▶ _Provided text_
>> BEGIN
# Herald AM: Disposable Income Article?



## ButtermilkJa (29 Sep 2006)

I was reading the Herald AM just there and was amazed to see that the front page report is about young couples being 'crippled' by mortgage payments. The article makes a big deal about couples having to spend up to 35pc of disposable income on payments, which could be as high as €2k appx.

Now, forgive me if I'm wrong but that makes €4k (appx) of disposable income left a month. That's enough to live like a king and queen!!

How the hell is that crippling?

Does anyone agree with the figures in this article? Is anyone in the same situation and finds they can't live the life they want with €4k a month. I'd love to know.


----------



## whizzbang (29 Sep 2006)

6k disposable income would mean they are on something like 45k or 50k each woudn't it?


----------



## bogwarrior (29 Sep 2006)

ButtermilkJa said:


> I was reading the Herald AM just there and was amazed to see that the front page report is about young couples being 'crippled' by mortgage payments. The article makes a big deal about couples having to spend up to 35pc of disposable income on payments, which could be as high as €2k appx.
> 
> Now, forgive me if I'm wrong but that makes €4k (appx) of disposable income left a month. That's enough to live like a king and queen!!
> 
> ...



I guess the point is that this relates to 'couples'.  If children come along and one parent wants to stay at home (shocking as it may be in the Ireland of 2006) you're looking at repayments eating into upto 70% of disposible income.  Add in utility bills, car(s) and home maintenance as well as the extra mouth to feed and you begin to see where the real problems begin.
>> END
▶ _Raw records_
>> BEGIN
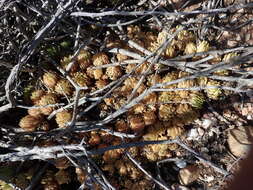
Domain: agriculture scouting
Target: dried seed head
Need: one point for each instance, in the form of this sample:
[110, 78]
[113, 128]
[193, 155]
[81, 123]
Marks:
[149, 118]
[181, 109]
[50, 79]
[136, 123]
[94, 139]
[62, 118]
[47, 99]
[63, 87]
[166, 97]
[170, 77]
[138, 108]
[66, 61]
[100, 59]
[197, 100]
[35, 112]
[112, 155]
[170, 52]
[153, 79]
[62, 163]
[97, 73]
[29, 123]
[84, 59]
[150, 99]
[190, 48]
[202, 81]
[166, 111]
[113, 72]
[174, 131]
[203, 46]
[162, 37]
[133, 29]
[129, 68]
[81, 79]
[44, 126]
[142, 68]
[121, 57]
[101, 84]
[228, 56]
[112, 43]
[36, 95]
>> END
>> BEGIN
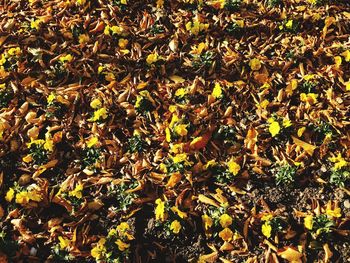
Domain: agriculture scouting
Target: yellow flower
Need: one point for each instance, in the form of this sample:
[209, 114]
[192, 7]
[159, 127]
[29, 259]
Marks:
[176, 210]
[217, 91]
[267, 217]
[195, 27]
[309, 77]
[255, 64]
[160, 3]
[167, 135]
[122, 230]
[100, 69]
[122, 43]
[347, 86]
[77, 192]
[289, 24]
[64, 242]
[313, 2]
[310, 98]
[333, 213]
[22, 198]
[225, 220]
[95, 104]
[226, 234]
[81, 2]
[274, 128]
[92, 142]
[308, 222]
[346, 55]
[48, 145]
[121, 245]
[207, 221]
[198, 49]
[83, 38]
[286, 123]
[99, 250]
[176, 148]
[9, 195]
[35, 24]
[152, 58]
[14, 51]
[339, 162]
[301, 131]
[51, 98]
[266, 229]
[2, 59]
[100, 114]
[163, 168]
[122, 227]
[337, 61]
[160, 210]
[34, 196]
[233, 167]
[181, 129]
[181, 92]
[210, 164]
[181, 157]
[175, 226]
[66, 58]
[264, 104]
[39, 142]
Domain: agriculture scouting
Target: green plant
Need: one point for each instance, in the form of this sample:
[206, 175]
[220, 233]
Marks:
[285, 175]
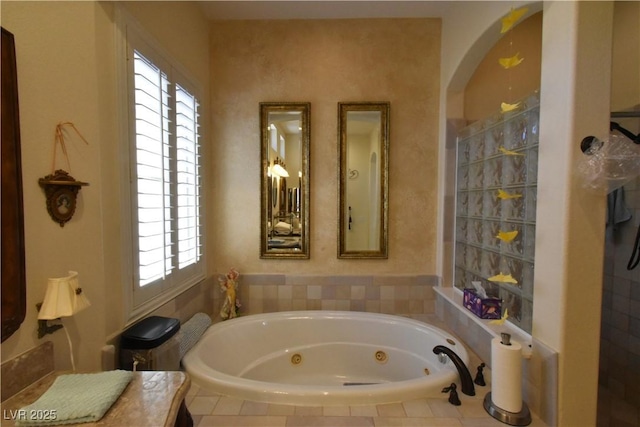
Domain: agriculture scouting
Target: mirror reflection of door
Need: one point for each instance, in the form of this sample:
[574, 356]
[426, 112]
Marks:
>> END
▶ _Task instructions_
• A. From the mortgage thread, quote the part that opens with the words "Does anyone agree" and closes with "whizzbang (29 Sep 2006)".
• B. Using the mortgage thread, answer each of the following on its own line:
(i) According to the first post, up to what share of disposable income does the article say couples may spend on mortgage payments?
(ii) What income does whizzbang guess each partner would be earning?
(iii) In bogwarrior's reply, how much of disposable income could repayments take if one parent stays at home?

▶ _Answers for this exercise_
• A.
Does anyone agree with the figures in this article? Is anyone in the same situation and finds they can't live the life they want with €4k a month. I'd love to know.


----------



## whizzbang (29 Sep 2006)

• B.
(i) Up to 35pc.
(ii) Something like 45k or 50k each.
(iii) Up to 70%.